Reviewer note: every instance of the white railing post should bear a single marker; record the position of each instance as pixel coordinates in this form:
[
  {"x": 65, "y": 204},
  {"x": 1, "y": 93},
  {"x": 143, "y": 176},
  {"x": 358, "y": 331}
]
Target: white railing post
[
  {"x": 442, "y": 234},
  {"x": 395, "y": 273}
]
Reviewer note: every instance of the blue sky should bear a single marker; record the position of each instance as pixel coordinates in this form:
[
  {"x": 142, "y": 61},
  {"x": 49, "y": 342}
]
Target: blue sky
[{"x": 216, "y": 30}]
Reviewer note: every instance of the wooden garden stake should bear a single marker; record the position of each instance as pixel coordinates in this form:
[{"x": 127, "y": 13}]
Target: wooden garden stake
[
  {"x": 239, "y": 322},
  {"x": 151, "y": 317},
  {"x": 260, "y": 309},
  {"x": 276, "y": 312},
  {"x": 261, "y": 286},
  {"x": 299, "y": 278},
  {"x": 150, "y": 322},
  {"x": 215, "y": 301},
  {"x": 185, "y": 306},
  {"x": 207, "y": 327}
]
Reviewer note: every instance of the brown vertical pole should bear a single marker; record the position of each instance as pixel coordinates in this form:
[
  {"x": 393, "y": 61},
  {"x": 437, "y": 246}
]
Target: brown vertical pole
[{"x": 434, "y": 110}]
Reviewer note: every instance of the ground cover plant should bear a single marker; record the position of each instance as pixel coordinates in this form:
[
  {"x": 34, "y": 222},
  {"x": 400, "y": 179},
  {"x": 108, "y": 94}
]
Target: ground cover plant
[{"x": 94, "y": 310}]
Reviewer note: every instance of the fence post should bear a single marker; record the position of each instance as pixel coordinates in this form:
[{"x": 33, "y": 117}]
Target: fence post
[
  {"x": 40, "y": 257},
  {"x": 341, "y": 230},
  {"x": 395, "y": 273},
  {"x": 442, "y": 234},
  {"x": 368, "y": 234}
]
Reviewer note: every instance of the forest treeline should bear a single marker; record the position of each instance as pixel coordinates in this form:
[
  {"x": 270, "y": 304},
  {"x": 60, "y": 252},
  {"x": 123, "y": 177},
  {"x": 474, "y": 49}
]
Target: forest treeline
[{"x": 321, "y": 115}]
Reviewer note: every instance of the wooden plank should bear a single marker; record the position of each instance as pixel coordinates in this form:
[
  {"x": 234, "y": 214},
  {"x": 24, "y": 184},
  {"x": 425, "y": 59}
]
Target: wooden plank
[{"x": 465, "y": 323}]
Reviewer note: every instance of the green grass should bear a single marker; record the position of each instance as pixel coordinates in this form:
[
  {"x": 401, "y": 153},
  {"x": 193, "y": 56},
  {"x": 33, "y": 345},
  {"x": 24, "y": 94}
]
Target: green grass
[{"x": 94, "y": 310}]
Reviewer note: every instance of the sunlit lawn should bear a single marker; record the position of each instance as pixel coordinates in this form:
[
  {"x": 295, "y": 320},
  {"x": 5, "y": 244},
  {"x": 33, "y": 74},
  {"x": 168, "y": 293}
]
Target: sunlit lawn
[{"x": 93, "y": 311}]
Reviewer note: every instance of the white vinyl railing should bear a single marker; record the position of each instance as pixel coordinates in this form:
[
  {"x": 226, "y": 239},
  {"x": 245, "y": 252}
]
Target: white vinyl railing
━━━━━━━━━━
*TASK DESCRIPTION*
Copy out all of the data above word for word, from the first line through the last.

*THE OUTPUT*
Reviewer note: every instance of the white railing post should bear a single marker; record the position of each instance as pixel coordinates in this form:
[
  {"x": 65, "y": 204},
  {"x": 1, "y": 93},
  {"x": 143, "y": 176},
  {"x": 358, "y": 331}
]
Target: white railing post
[
  {"x": 442, "y": 234},
  {"x": 395, "y": 273}
]
Reviewer note: every instance of the blue sky should bear a single marker; record the position of each instance as pixel coordinates in this form:
[
  {"x": 142, "y": 61},
  {"x": 49, "y": 342}
]
Target: blue sky
[{"x": 216, "y": 30}]
Reviewer note: every instance of the wooden garden stake should bear a single marker; record the position of each instance as pixel coordinates in this form:
[{"x": 127, "y": 13}]
Target: wooden garden stake
[
  {"x": 239, "y": 322},
  {"x": 151, "y": 317},
  {"x": 260, "y": 309},
  {"x": 276, "y": 312},
  {"x": 261, "y": 286},
  {"x": 299, "y": 278},
  {"x": 150, "y": 322},
  {"x": 215, "y": 301},
  {"x": 185, "y": 306},
  {"x": 207, "y": 327}
]
Reviewer note: every instance of the brown vertical pole should bear a single marker; record the position of each instance as pixel coordinates in this form:
[
  {"x": 393, "y": 61},
  {"x": 437, "y": 246}
]
Target: brown vertical pole
[{"x": 434, "y": 110}]
Reviewer note: every instance of the ground cover plant should bear a single marker; record the position of each instance as pixel coordinates in this form:
[
  {"x": 34, "y": 222},
  {"x": 400, "y": 179},
  {"x": 108, "y": 94}
]
Target: ground cover plant
[{"x": 94, "y": 310}]
Reviewer note: every instance of the fence post should bear a single marker; record the position of each instance as pixel coordinates in this form:
[{"x": 33, "y": 117}]
Target: fence post
[
  {"x": 40, "y": 257},
  {"x": 341, "y": 230},
  {"x": 395, "y": 273},
  {"x": 442, "y": 234},
  {"x": 368, "y": 234}
]
Reviewer note: every instance of the forest treeline should bear a single marker; record the position of each instance as pixel coordinates in this form:
[
  {"x": 270, "y": 304},
  {"x": 60, "y": 252},
  {"x": 123, "y": 177},
  {"x": 474, "y": 49}
]
Target: forest treeline
[{"x": 321, "y": 115}]
Reviewer note: every instance of the wooden plank should bear a single marker; record the position of each instance as pixel coordinates in this form:
[
  {"x": 234, "y": 214},
  {"x": 24, "y": 184},
  {"x": 425, "y": 59}
]
Target: wooden plank
[{"x": 465, "y": 323}]
Reviewer note: every instance of the green grass should bear a single marker; record the position of each instance as pixel coordinates in this form:
[
  {"x": 401, "y": 153},
  {"x": 193, "y": 56},
  {"x": 33, "y": 345},
  {"x": 24, "y": 94}
]
Target: green grass
[{"x": 94, "y": 310}]
Reviewer note: every instance of the sunlit lawn should bear a single marker; record the position of each instance as pixel coordinates in this form:
[
  {"x": 295, "y": 320},
  {"x": 5, "y": 244},
  {"x": 33, "y": 74},
  {"x": 168, "y": 293}
]
Target: sunlit lawn
[{"x": 93, "y": 311}]
Reviewer note: every instance of the white vinyl railing should bear a single marker; record the position of each instance as pixel coordinates in this form:
[
  {"x": 226, "y": 239},
  {"x": 245, "y": 252}
]
Target: white vinyl railing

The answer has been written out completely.